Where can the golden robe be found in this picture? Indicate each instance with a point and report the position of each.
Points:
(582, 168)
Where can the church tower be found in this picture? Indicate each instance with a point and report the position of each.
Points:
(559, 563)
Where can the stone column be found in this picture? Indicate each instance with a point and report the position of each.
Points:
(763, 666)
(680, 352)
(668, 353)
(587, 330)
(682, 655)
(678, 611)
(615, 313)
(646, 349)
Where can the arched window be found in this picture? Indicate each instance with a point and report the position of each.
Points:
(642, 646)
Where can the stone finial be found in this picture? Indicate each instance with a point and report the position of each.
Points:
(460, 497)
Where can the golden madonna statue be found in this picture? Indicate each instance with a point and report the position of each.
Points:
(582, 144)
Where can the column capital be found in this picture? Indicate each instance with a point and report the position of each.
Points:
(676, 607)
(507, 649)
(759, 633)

---

#### [TASK BRIEF]
Copy out, with no changes, the lines above that run from the line containing "Where can the stone finial" through the end of the items, including both ends.

#### [OUTPUT]
Where can the stone finial be found in this picture? Indicate each instance with a point and report the position of each.
Points:
(460, 497)
Where can the golden madonna statue be found in this picture? Indicate each instance with a point and report the position of each.
Points:
(582, 144)
Where can the column capital be found in this picture? Indicate each instance with a point and report the position of each.
Points:
(676, 607)
(507, 649)
(759, 633)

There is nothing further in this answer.